New York, Morgan Library and Museum, MS M.644, fol. 222v-223r. Beatus, Saint, Presbyter of Liebana, -798. Commentary on the Apocalypse (MS M.644). Spain, San Salvador de Tábara, ca. 945. Image via https://www.themorgan.org/manuscript/110807.

3. “Women and Manuscripts:
Questions of Authorship” (ID 6310)

Hybrid Session

Co-Organizers:
Jaclyn A. Reed (Research Group on Manuscript Evidence)
Mildred Budny (RGME)

Aim

Paris, Bibliothèque nationale de France, Département des Manuscrits. Français 835, fol. 1r, detail. Frontispiece illustration of the scribal author for collection of texts by Christine de Pizan. Image via https://gallica.bnf.fr/ark:/12148/btv1b8449047c/f9.item.

Women as authors of manuscripts do not always receive adequate attention or study. This past year, the Research Group on Manuscript [and Other] Evidence held an informal, virtual discussion session as part of its “Research Group Speaks” series (Episode 15) focusing on research of manuscripts or texts authored by women and found that the reception and interest were very high both among those wanting to participate and those wanting to attend. Building upon this momentum, we propose further explorations in a panel for the 2025 Congress.

This session will examine women’s relationships with and representations in manuscripts and other evidence, especially those that they personally authored or created. Authorship has sometimes been limited in scope to literary or narrative texts, which can leave out the types of manuscripts that women were more likely to produce such as commonplace books or other collections of receipts, medical treatments, or a variety of other household notations. We welcome methodological approaches that consider manuscripts or other evidence authored by women including, but not limited to, philology, manuscript studies, material culture, and history of the book.

Keywords: History of the book, Manuscript Studies, Material Culture, Representations of Women, Women’s Authorship, Women’s Literature

Proposals

For this Hybrid Session, we solicit participants who plan to attend the Congress in person, as well as participants who plan to attend virtually.

Link to submit your proposals directly to this session by 15 September 2024:
https://icms.confex.com/icms/2025/paper/papers/index.cgi?sessionid=6310

Paris, Bibliothèque nationale de France, Département des Manuscrits. Français 835, fol. 1r. Opening of collection of texts by Christine de Pizan. Image via https://gallica.bnf.fr/ark:/12148/btv1b8449047c/f9.item.

II. Sessions Co-Sponsored by the RGME

4. Moving the Mail: Letters, Couriers, and Post Offices in the Medieval World (ID: 6312)

In-person Session

Co-sponsored with Postal History at Kalamazoo

Organizer: David W. Sorenson (Allan Berman, Numismatist)

Aim

In a world in which communication was necessarily through the written word, getting it from sender to recipient could be a complicated process. While important correspondence could be sent quickly, ordinary letters might be less speedy, and while royal letters might be sent by an efficient official system, ordinary letters between, say, merchants or clergy, might be much less so. This session is intended as a means of examining the ways in which mail moved, whether in Europe or elsewhere.

Keywords: couriers, letters, correspondence, mail, post office, postal, medieval studies

Proposals

Link to submit proposals directly to this session by 15 September 2024:

https://icms.confex.com/icms/2025/paper/papers/index.cgi?sessionid=6312

A courier stands before a figure receiving a letter, with a landscape in the background.
----
_Problems to solve:_
1) Reproduce the call for papers from "Link to submit your" to "(Allan Berman, Numismatist)", word for word.
2) Pick up the call for papers where it stops and continue it.

_Listed records:_
----
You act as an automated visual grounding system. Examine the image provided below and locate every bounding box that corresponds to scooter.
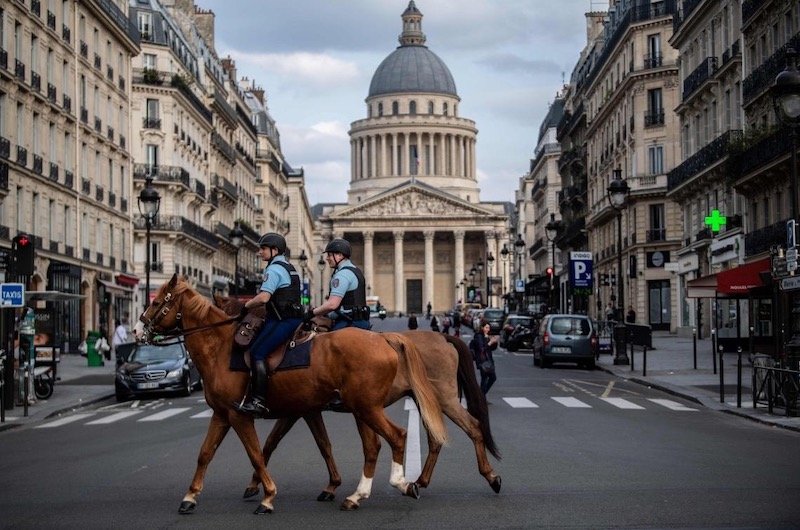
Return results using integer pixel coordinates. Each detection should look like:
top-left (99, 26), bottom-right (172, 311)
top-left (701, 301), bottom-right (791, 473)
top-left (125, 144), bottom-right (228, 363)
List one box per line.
top-left (506, 324), bottom-right (534, 352)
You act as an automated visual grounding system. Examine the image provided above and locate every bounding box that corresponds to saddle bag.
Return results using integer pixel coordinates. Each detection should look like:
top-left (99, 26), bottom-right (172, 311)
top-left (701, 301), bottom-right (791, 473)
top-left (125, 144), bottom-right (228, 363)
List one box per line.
top-left (233, 312), bottom-right (265, 349)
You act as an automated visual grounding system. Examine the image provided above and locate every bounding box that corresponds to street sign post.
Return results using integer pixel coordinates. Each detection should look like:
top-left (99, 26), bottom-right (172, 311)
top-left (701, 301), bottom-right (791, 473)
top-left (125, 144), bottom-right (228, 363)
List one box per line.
top-left (0, 283), bottom-right (25, 307)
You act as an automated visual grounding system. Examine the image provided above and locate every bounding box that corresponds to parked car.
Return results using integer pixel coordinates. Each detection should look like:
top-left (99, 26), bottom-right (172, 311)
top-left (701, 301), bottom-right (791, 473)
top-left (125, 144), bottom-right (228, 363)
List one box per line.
top-left (500, 314), bottom-right (538, 348)
top-left (533, 314), bottom-right (597, 370)
top-left (114, 341), bottom-right (202, 401)
top-left (483, 307), bottom-right (506, 335)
----
_Task responses:_
1)
Link to submit your proposals directly to this session by 15 September 2024:
https://icms.confex.com/icms/2025/paper/papers/index.cgi?sessionid=6310

Paris, Bibliothèque nationale de France, Département des Manuscrits. Français 835, fol. 1r. Opening of collection of texts by Christine de Pizan. Image via https://gallica.bnf.fr/ark:/12148/btv1b8449047c/f9.item.

II. Sessions Co-Sponsored by the RGME

4. Moving the Mail: Letters, Couriers, and Post Offices in the Medieval World (ID: 6312)

In-person Session

Co-sponsored with Postal History at Kalamazoo

Organizer: David W. Sorenson (Allan Berman, Numismatist)

2)
Private Collection, Courier delivering letter. German translation of Petrarch (1559).

Logo of the Societas Magica, reproduced by permission

Societas Magica logo

5. “Grimoires of the Greater West (2): Multicultural Solomonic Magic:
The Case of the Almandal”
(ID 6392)

In-person Session

Co-sponsored with the Societas Magica

Organizers:
Vajra Regan (Centre for Medieval Studies, University of Toronto)
>vajra.regan@mail.utoronto.ca
Gal Sofer (Ben-Gurion University of the Negev)
Matthew Melvin-Koushki (University of South Carolina)

Aim

The Almandal and Almadel of Solomon were among the most influential books of ritual magic in the late Middle Ages. These texts survive in multiple versions that intersect with different cultures and knowledge disciplines. The Almandal was adapted into Latin, most likely in the twelfth century, from one or more lost Arabic exemplars. The fragmentary state of the oldest extant version raises several questions. The text seems to present a work of ritual magic, but certain elements point to an astral magic component. The composite nature of the text has prompted researchers to inquire about the form of the archetype, the role of the Christian translator/editor, and whether the “Almandal” as we know it ever existed in Arabic.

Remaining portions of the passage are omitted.